> What you will do:
1. List every organization, company, publication, or institution named in the MOOC commentary.
2. Retype everything in the MOOC commentary from "Perhaps this is" down to "hybrid delivery models.".
3. According to the MOOC commentary, what percentage of employers prefer an applicant with a traditional degree from an average college over one with an online degree from a top institution?
--- START OF Excerpt provided ---
A little over 12 months ago, The New York Times famously dubbed 2012 “The Year of the MOOC.” What a difference 365 little days can make. Here at the back end of another calendar year, we wonder if 2013 might come to be thought of as “The Year of the Backlash” within the online higher education community.
Even Udacity's founder, Sebastian Thrun, one of the entrepreneurs whose businesses kicked off MOOC mania, seems to be getting into the backlash game.
According to Fast Company magazine, Thrun recently made the following observation regarding the evanescent hype surrounding MOOCs and his own company: "We were on the front pages of newspapers and magazines, and at the same time, I was realizing, we don't educate people as others wished, or as I wished. We have a lousy product."
Of course, the hype around this category hasn’t wholly abated. Coursera has just announced another $20 million infusion of venture capital. And MIT has just released a report embracing the disaggregation of the higher education value chain fomented by platforms such as edX.
But maybe Thrun is right. Maybe MOOCs are a lousy product – at least as initially conceived. And even if MOOCs are meaningfully reimagined, the mark they have made on the public consciousness to date could have lasting repercussions for the broader field of online learning.
It seems like only last year (in fact it was) that some were crediting elite institutions with “legitimizing” online learning through their experimentation with MOOCs. But what if instead of legitimizing online learning, MOOCs actually delegitimized it?
Perhaps this is why, currently, 56 percent of employers say they prefer an applicant with a traditional degree from an average college to one with an online degree from a top institution, according to a Public Agenda survey undertaken earlier this year.
We’ve been following online learning for a long time, and collectively share experiences in teaching online, earning credentials online, writing about online learning, analyzing the online learning market, and serving as administrators inside a research university with a significant stake in online and hybrid delivery models.
While some MOOC enthusiasts might like you to believe that online learning appeared out of nowhere, sui generis, in 2012, the reality is that we’ve been bringing courses and degree programs online for more than 20 years. Hardly born yesterday, online learning has evolved slowly and steadily, taking these two decades to reach the approximately one-third of all higher education students who have taken at least one online course, and serving as the preferred medium of delivery for roughly one-sixth of all students. The pace of adoption of online learning – among institutions, students, faculty, and employers – has been remarkably steady.
The advent of this so-called “lousy product” – the MOOC – may be triggering a change, however. Indeed, recent survey evidence suggests that the acceptance of online learning among certain constituencies may be plateauing. Is it possible that a backlash against MOOCs could even precipitate a decline in the broader acceptance of online learning?
--- END OF Excerpt provided ---
--- START OF Extracted material ---
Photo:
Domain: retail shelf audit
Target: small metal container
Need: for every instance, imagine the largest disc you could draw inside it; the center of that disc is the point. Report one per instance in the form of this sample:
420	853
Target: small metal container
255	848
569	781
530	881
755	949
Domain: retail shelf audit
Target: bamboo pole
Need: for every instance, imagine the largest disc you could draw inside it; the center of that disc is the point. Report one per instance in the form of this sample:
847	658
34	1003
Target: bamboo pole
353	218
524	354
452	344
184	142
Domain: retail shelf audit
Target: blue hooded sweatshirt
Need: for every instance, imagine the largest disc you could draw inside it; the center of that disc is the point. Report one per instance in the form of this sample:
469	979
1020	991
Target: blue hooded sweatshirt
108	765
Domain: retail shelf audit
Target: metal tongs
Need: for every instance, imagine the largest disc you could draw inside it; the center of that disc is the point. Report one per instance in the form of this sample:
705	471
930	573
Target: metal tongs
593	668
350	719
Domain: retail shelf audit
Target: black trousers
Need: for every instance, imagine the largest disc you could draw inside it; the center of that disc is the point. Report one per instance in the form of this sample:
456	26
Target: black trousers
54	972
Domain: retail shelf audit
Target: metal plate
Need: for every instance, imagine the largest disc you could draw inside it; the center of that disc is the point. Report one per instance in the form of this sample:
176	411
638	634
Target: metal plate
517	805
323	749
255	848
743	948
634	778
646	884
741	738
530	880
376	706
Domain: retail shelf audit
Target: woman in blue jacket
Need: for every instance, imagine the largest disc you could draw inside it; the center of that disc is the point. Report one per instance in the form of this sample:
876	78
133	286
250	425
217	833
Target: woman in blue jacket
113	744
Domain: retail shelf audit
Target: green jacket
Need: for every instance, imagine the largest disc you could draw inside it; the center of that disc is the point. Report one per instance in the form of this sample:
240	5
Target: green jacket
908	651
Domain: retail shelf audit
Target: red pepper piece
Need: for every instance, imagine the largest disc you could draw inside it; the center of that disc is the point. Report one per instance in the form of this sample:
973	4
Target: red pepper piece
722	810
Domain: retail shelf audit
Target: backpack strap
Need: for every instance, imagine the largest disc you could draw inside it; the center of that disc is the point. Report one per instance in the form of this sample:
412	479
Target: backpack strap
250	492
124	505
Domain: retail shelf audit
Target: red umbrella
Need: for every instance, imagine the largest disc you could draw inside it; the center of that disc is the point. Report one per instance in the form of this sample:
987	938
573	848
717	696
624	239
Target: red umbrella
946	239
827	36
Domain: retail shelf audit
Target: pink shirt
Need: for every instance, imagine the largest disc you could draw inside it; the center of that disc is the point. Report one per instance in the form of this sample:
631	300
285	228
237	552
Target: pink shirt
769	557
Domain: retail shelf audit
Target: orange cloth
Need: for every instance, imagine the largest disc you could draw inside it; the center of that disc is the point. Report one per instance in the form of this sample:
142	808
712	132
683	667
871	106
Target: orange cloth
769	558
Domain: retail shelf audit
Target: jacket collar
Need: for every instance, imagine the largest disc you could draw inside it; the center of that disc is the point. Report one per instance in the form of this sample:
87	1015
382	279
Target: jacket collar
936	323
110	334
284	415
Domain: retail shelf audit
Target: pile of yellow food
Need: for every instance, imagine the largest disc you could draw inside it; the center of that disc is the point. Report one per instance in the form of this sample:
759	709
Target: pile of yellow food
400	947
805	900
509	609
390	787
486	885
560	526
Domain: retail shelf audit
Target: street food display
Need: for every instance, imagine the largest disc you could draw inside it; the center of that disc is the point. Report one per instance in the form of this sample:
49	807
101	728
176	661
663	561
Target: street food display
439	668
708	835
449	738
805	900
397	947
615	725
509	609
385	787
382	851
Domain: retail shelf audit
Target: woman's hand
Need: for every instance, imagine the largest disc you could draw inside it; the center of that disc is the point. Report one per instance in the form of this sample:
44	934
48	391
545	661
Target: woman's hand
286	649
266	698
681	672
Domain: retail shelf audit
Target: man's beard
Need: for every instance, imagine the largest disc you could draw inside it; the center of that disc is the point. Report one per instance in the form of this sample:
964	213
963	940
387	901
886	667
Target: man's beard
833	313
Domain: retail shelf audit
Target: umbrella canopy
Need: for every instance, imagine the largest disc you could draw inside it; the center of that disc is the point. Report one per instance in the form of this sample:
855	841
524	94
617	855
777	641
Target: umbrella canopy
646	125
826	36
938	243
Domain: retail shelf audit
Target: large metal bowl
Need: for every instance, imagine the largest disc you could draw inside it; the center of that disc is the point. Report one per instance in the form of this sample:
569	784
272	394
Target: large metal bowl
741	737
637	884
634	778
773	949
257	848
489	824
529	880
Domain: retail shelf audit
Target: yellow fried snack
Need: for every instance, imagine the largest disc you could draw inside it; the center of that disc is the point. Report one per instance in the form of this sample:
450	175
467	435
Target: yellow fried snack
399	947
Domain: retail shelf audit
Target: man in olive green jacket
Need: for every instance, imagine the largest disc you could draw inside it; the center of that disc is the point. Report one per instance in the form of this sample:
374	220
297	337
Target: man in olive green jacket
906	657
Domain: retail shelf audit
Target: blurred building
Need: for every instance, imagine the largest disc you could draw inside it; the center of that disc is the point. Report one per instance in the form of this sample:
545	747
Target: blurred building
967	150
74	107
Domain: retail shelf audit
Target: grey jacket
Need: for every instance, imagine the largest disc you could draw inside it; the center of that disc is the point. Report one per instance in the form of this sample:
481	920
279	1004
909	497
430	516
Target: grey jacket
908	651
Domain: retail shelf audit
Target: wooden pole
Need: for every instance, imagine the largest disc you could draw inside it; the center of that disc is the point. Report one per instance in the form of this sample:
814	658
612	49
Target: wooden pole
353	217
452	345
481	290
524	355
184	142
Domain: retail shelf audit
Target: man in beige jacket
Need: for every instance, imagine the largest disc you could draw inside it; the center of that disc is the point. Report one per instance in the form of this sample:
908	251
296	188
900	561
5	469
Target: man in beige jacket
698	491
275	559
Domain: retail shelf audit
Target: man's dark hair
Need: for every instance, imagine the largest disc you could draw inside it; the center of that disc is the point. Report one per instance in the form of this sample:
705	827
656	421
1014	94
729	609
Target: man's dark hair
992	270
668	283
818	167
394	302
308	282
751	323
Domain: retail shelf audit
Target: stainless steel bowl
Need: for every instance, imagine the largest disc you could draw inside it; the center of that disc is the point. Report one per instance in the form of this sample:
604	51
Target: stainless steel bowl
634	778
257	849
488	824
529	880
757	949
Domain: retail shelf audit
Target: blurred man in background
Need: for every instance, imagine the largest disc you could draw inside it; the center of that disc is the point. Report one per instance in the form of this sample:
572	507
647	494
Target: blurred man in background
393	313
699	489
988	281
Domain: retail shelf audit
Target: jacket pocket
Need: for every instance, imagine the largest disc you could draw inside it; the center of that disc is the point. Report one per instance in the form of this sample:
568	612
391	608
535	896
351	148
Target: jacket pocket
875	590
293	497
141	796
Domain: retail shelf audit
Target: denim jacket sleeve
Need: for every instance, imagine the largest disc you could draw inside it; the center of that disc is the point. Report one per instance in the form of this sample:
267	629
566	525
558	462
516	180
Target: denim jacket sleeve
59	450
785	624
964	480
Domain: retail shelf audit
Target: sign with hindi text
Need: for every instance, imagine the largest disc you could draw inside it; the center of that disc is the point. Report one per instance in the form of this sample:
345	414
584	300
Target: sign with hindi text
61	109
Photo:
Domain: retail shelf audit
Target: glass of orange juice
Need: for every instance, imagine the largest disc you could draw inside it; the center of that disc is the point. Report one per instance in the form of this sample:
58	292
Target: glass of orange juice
--- END OF Extracted material ---
> Responses to the tasks:
1.
The New York Times
Udacity
Fast Company
Coursera
MIT
edX
Public Agenda

2.
Perhaps this is why, currently, 56 percent of employers say they prefer an applicant with a traditional degree from an average college to one with an online degree from a top institution, according to a Public Agenda survey undertaken earlier this year.
We’ve been following online learning for a long time, and collectively share experiences in teaching online, earning credentials online, writing about online learning, analyzing the online learning market, and serving as administrators inside a research university with a significant stake in online and hybrid delivery models.

3. 56 percent.